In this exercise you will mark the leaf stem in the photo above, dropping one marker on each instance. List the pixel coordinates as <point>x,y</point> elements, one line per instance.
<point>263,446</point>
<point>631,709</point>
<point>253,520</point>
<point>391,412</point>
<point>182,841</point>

========

§ **Problem requirements**
An exact restatement of all the entries above is needed.

§ **Response for this exercise**
In this exercise you will mark the leaf stem in the photo above, dropping one marker on each instance. List the pixel coordinates as <point>x,y</point> elements, one line per instance.
<point>263,446</point>
<point>631,709</point>
<point>253,520</point>
<point>391,412</point>
<point>182,841</point>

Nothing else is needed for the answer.